╭─ SUPPLIED INFORMATION
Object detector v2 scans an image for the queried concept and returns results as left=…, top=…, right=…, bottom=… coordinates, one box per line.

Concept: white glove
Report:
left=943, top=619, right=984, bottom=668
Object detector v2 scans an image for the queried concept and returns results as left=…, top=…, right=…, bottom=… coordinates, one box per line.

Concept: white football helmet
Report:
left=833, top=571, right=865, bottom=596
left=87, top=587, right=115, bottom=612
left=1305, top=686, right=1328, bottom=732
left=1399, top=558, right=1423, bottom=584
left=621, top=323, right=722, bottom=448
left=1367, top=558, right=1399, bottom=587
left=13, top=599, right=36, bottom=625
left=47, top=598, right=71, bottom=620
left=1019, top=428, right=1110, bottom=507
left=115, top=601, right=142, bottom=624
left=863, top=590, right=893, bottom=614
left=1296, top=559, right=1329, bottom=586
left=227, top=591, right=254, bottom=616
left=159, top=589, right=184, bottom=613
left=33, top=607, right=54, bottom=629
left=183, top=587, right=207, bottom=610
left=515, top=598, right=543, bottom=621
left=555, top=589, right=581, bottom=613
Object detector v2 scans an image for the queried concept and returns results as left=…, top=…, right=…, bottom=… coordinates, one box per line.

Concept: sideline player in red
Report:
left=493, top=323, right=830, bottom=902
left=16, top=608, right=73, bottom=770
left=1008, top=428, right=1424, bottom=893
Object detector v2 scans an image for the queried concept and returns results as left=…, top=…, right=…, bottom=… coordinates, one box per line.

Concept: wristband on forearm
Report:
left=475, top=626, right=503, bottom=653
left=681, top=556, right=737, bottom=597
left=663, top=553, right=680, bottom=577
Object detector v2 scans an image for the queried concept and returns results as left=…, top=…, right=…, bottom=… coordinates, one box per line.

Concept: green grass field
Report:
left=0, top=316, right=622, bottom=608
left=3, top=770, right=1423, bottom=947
╰─
╭─ SUPPLIED INFORMATION
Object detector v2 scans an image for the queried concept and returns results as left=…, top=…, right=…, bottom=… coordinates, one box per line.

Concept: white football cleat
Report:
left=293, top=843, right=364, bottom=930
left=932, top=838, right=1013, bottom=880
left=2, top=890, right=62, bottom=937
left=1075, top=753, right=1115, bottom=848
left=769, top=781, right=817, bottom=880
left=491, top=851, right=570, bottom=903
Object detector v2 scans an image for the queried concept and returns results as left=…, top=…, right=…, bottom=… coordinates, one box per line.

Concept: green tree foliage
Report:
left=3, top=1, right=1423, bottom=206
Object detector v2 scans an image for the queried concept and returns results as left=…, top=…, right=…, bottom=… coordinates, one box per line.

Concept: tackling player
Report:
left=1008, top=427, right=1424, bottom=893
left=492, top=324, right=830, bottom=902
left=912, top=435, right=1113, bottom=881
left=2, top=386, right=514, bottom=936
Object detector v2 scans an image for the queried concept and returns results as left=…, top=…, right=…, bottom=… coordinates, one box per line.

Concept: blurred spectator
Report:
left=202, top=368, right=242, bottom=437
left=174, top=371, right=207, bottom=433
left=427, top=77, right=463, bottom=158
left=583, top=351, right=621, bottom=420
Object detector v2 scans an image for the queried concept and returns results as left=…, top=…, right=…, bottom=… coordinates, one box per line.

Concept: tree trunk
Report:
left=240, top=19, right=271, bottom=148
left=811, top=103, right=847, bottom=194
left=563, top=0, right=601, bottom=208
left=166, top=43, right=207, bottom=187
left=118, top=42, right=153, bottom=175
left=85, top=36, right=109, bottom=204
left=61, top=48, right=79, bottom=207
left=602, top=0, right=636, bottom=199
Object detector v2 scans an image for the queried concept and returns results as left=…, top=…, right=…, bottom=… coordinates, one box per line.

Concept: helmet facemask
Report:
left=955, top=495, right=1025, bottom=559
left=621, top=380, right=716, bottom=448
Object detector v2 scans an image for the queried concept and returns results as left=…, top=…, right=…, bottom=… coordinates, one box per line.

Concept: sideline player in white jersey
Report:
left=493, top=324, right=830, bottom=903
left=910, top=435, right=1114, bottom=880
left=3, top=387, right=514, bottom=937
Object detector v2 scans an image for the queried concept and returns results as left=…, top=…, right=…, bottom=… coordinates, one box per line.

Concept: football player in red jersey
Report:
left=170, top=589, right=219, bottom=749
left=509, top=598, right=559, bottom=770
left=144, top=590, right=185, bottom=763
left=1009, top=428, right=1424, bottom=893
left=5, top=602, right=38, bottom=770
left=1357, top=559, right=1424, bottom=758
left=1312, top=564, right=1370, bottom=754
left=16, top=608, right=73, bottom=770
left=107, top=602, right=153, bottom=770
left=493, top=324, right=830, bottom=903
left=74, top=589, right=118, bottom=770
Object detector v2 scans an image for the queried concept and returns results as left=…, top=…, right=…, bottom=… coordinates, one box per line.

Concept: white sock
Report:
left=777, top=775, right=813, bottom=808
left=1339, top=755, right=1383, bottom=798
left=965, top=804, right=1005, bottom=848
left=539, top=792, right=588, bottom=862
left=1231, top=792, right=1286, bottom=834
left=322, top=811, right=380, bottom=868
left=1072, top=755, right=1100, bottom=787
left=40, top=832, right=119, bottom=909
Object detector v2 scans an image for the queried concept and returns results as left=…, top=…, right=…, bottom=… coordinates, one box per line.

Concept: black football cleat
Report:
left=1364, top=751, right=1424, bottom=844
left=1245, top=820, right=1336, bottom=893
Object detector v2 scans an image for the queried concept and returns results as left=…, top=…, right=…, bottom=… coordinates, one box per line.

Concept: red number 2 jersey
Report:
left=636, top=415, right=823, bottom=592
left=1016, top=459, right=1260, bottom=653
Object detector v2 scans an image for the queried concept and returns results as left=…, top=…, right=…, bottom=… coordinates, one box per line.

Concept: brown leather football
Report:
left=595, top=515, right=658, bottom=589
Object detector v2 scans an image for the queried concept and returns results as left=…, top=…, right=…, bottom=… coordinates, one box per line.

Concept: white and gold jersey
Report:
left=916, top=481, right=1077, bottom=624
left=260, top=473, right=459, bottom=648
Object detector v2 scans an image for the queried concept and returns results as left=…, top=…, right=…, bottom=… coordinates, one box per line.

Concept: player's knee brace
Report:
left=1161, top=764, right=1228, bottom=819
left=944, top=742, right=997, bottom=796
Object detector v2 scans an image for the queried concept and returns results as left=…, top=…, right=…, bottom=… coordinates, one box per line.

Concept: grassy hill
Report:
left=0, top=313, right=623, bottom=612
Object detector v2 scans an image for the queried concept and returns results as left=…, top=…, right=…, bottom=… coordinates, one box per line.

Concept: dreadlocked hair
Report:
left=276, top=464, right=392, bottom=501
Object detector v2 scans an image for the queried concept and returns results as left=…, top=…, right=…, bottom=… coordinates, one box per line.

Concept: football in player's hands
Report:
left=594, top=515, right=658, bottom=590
╰─
__REQUIRED WORK__. Give the total number of lines in the entries that contain the word "football", with no other words.

__RESULT__. 6